**EXERCISE**.
Retype everything in the entries that follow, exactly as shown.

**DATASET**.
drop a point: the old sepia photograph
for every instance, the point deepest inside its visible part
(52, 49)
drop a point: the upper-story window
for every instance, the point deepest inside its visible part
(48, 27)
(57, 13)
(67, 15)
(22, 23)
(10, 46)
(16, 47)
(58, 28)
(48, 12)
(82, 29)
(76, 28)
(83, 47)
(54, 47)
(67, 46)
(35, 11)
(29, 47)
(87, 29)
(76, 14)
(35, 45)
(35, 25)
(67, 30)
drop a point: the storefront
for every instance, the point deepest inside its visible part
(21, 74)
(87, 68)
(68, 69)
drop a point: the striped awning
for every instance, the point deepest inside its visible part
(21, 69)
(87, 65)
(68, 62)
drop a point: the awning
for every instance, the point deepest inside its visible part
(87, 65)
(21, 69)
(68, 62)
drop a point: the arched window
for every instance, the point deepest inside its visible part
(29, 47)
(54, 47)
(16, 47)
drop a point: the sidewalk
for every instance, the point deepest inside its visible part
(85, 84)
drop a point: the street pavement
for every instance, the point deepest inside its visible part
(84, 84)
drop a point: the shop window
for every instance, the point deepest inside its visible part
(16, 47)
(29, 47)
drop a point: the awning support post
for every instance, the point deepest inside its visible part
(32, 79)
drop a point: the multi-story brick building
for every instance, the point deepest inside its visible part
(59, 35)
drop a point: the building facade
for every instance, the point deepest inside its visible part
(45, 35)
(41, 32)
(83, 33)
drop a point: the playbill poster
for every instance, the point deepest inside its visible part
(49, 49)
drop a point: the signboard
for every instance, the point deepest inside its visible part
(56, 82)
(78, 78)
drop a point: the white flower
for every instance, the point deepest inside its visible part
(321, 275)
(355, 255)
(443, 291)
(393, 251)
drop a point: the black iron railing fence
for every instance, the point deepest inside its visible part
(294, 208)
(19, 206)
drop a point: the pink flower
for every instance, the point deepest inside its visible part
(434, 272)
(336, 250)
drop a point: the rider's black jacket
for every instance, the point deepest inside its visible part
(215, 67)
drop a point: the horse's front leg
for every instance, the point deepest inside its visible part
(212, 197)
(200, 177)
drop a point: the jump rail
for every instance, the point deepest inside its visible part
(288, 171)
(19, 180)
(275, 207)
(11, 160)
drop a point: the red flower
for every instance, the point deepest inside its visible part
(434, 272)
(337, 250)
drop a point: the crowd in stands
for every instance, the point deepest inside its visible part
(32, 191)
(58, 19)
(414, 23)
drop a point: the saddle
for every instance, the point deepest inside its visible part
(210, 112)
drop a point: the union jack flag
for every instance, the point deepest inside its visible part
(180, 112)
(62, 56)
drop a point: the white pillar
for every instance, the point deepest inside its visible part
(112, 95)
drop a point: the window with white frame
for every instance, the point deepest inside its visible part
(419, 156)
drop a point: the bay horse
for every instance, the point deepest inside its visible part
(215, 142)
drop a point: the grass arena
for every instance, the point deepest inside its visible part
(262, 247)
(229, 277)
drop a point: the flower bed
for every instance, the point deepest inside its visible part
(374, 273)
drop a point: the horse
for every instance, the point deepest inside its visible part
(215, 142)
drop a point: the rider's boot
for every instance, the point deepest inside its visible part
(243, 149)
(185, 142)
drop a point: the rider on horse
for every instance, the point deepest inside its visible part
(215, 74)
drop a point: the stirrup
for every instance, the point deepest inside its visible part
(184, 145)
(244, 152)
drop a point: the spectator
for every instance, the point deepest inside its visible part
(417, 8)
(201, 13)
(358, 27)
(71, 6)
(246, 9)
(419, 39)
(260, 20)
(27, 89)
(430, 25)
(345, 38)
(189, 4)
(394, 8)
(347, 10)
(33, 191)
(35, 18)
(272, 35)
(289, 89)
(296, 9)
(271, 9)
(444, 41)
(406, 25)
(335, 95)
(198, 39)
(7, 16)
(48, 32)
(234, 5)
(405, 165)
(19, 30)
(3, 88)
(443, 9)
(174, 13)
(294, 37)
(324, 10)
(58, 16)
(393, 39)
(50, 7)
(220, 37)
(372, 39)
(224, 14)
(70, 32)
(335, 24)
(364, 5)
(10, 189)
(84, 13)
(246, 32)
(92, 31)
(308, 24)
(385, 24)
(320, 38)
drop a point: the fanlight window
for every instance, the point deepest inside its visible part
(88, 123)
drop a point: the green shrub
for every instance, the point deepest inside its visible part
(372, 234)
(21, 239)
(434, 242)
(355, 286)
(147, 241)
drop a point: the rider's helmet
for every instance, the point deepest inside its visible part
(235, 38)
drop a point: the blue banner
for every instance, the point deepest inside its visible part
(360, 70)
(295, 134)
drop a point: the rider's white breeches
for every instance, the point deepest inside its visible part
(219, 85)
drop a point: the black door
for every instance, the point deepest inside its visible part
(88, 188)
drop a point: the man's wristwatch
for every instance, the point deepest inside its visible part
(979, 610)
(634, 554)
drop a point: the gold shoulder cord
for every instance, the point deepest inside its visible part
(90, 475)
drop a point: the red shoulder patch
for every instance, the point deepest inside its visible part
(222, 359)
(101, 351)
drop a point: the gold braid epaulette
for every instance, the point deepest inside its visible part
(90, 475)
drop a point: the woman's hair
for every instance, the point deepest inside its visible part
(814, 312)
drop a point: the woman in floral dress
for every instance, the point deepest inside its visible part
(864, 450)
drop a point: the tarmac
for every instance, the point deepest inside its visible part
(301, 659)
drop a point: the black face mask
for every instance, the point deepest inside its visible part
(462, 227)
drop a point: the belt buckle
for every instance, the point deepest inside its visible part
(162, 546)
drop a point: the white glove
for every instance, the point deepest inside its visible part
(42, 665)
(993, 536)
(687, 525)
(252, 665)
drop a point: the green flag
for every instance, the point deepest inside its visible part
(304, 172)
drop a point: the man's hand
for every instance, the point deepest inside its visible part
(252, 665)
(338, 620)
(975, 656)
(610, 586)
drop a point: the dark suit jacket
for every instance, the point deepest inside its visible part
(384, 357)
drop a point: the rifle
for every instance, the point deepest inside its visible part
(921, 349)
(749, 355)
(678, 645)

**EXERCISE SOLUTION**.
drop a point: the old sepia photograph
for every instance, the point deepest inside its visible part
(52, 49)
drop a point: the upper-story window
for every instance, the point deepest inside its visible part
(48, 27)
(57, 13)
(67, 15)
(22, 23)
(10, 46)
(16, 47)
(58, 28)
(48, 12)
(82, 29)
(76, 28)
(83, 47)
(54, 47)
(67, 46)
(35, 11)
(29, 47)
(87, 29)
(76, 14)
(35, 45)
(35, 25)
(67, 30)
drop a point: the storefront
for every instance, the point deepest inside its visible part
(21, 74)
(87, 68)
(68, 69)
drop a point: the striped awning
for every instance, the point deepest inside its visible part
(21, 69)
(87, 65)
(68, 62)
drop a point: the awning
for every instance, the point deepest inside its visible part
(87, 65)
(21, 69)
(68, 62)
drop a point: the arched window
for every instance, the point deepest inside its visible part
(29, 47)
(54, 47)
(16, 47)
drop a point: the sidewalk
for every instance, the point deepest inside its visible part
(85, 84)
drop a point: the street pavement
for every instance, the point deepest inside its visible part
(84, 84)
drop a point: the shop window
for every instance, the point deepest inside its visible part
(16, 47)
(29, 47)
drop a point: the awning support post
for every instance, the point deepest inside its visible part
(32, 79)
drop a point: the multi-story brick building
for every instance, the point deepest inside its visible part
(59, 35)
drop a point: the building facade
for every instance, the point deepest inside its visible part
(45, 35)
(41, 32)
(83, 33)
drop a point: the playbill poster
for every instance, the point deepest inside its visible part
(49, 49)
drop a point: the signboard
for every instance, the point deepest inside its visible part
(56, 82)
(78, 78)
drop a point: the white flower
for every instance, the point deepest inside its visible part
(321, 275)
(355, 255)
(443, 291)
(393, 251)
drop a point: the black iron railing fence
for every instance, the point deepest inside its visible part
(294, 208)
(19, 206)
drop a point: the pink flower
for every instance, the point deepest inside its visible part
(434, 272)
(336, 250)
drop a point: the rider's black jacket
for every instance, the point deepest inside its visible part
(215, 67)
drop a point: the horse's front leg
for every instance, the point deepest inside its visible part
(212, 197)
(200, 177)
drop a point: the jump rail
for every instance, the point deepest inside its visible part
(288, 171)
(19, 180)
(275, 207)
(11, 160)
drop a point: the red flower
for every instance, the point deepest inside its visible part
(434, 272)
(337, 250)
drop a point: the crowd in stands
for every instance, the point deepest inside its visible part
(32, 191)
(58, 19)
(414, 23)
drop a point: the saddle
for every instance, the point deepest inside its visible part
(210, 112)
drop a point: the union jack flag
for every instance, the point deepest inside its visible part
(180, 112)
(62, 56)
drop a point: the white pillar
for every instance, the point deepest inside its visible part
(112, 95)
drop a point: the window with white frame
for every instance, the point deepest inside its visible part
(419, 156)
drop a point: the bay horse
for every instance, the point deepest inside its visible part
(215, 142)
drop a point: the grass arena
for every instance, the point deepest inside its visible part
(262, 247)
(229, 277)
drop a point: the flower bed
for every instance, the point deepest inside its visible part
(374, 273)
drop a point: the horse
for every instance, the point deepest inside its visible part
(215, 142)
drop a point: the rider's boot
for every instance, the point deepest inside its visible part
(243, 149)
(185, 142)
drop a point: the rider on horse
for every instance, the point deepest inside its visible part
(215, 74)
drop a point: the stirrup
for every instance, the point deepest inside its visible part
(184, 145)
(244, 152)
drop a point: the spectator
for every instance, the point deepest inside its visible part
(417, 8)
(201, 13)
(358, 27)
(71, 6)
(246, 9)
(419, 39)
(260, 20)
(27, 89)
(430, 25)
(345, 38)
(189, 4)
(394, 8)
(347, 10)
(33, 191)
(35, 18)
(272, 35)
(289, 89)
(296, 9)
(271, 9)
(444, 41)
(406, 25)
(335, 95)
(198, 39)
(7, 16)
(48, 32)
(234, 5)
(405, 165)
(19, 30)
(3, 88)
(443, 9)
(174, 13)
(294, 37)
(324, 10)
(58, 16)
(393, 39)
(50, 7)
(220, 37)
(372, 39)
(224, 14)
(70, 32)
(335, 24)
(364, 5)
(10, 189)
(84, 13)
(246, 32)
(92, 31)
(308, 24)
(385, 24)
(320, 38)
drop a point: the fanlight window
for every instance, the point deepest inside its visible part
(88, 123)
drop a point: the green shrub
for every instance, the point deepest inside its visible part
(372, 234)
(21, 239)
(434, 242)
(355, 286)
(147, 241)
drop a point: the rider's helmet
for every instance, the point deepest inside its visible part
(235, 38)
drop a point: the blue banner
for every instance, the point deepest inside its visible part
(360, 70)
(295, 134)
drop a point: the rider's white breeches
for every instance, the point deepest inside its visible part
(219, 85)
drop a point: the black door
for every instance, the point deepest inside its visible part
(88, 188)
drop a point: the man's wristwatch
for every instance, the point deepest inside its visible part
(979, 610)
(634, 554)
drop a point: the gold shoulder cord
for every instance, the point deepest inside its visible part
(90, 475)
drop a point: the red shoulder patch
for every instance, the point deepest inside its visible part
(222, 359)
(101, 351)
drop a point: the gold braid epaulette
for every instance, the point deepest inside its visible part
(90, 475)
drop a point: the woman's hair
for every instance, the point deepest inside its visible part
(814, 312)
drop a point: the woman in floral dress
for every instance, the point deepest inside its visible part
(864, 450)
drop a point: the tarmac
for every instance, the point deepest inside its visible part
(301, 659)
drop a point: the black face mask
for every instance, the point deepest inside its visible part
(462, 227)
drop a point: the belt buckle
for every instance, the point deepest inside its visible part
(162, 546)
drop a point: the white glove
for every instance, the point deepest inside its visible part
(42, 665)
(993, 536)
(687, 525)
(252, 665)
drop a point: the green flag
for every instance, the point deepest inside its visible part
(304, 172)
drop a point: the man's hand
for every instance, the point deepest inside its visible part
(252, 665)
(338, 620)
(975, 656)
(610, 586)
drop a point: the dark suit jacket
for every instance, the point deepest inside its visible part
(384, 357)
drop a point: the rifle
for every instance, the point deepest inside its visible part
(921, 349)
(749, 355)
(678, 645)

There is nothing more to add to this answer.